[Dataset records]
══════════

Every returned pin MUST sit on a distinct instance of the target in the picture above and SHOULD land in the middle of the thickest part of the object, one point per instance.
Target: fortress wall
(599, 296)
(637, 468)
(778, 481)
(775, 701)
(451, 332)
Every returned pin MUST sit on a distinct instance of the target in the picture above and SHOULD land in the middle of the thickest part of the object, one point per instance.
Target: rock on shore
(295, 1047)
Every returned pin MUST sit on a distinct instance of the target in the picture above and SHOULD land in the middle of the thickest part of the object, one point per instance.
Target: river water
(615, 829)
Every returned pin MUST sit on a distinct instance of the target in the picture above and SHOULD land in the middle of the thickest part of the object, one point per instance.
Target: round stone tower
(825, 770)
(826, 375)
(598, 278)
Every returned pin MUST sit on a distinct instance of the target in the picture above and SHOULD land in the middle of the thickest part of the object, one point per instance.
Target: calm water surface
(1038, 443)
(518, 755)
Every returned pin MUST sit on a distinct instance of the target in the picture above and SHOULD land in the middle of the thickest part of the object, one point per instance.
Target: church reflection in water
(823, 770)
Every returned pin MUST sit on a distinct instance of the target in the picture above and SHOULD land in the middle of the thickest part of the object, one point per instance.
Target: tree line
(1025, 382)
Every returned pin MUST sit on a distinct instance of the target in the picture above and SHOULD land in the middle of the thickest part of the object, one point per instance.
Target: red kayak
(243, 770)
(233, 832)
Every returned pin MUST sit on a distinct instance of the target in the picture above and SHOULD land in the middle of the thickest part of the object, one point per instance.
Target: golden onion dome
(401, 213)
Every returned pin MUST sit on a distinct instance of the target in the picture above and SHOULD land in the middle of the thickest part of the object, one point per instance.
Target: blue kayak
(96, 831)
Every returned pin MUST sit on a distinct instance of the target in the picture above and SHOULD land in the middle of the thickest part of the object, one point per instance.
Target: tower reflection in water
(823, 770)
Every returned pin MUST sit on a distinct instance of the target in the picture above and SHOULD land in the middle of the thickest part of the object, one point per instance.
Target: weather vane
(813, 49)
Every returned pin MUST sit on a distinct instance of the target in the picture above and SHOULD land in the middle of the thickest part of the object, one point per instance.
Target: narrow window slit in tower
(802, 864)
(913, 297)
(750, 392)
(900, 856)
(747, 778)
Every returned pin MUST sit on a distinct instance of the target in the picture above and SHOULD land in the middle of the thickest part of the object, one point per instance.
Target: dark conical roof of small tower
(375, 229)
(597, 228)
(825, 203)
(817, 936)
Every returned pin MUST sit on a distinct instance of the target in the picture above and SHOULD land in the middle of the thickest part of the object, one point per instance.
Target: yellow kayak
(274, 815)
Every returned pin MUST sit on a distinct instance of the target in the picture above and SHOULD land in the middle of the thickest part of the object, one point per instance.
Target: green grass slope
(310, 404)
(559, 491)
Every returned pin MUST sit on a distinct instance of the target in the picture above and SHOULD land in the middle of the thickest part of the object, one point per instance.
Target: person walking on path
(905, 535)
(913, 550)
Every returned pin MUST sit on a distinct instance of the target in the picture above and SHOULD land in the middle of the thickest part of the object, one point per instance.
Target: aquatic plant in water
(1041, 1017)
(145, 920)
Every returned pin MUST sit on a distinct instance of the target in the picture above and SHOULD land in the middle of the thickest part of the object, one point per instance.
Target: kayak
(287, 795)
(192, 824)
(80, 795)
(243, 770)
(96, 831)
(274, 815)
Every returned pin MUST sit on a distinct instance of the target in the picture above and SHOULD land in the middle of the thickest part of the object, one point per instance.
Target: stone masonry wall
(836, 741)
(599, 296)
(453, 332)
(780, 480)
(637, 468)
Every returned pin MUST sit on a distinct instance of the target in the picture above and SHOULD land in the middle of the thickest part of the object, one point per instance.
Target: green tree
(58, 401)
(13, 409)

══════════

§ **What is asked**:
Rescale everything from the start of the listing down to the line that contains "(295, 1047)", both ends included, by rewriting each of those lines with its requests kept as they are. Multiply every coordinate in the answers by 2 and round the results to whole numbers, with halves going up.

§ **Expected answer**:
Every returned pin MUST sit on a distinct instance of the target in the picture above and SHOULD land in the middle of the thickest part of the object, one point per instance.
Target: fortress wall
(1198, 592)
(1274, 936)
(1556, 962)
(1550, 1402)
(902, 664)
Every returned pin MUST sit on a distinct instance of the target in the picture above and SHOULD land in the middle of the thickest part of the object, one point per instance.
Target: rock on shore
(590, 2094)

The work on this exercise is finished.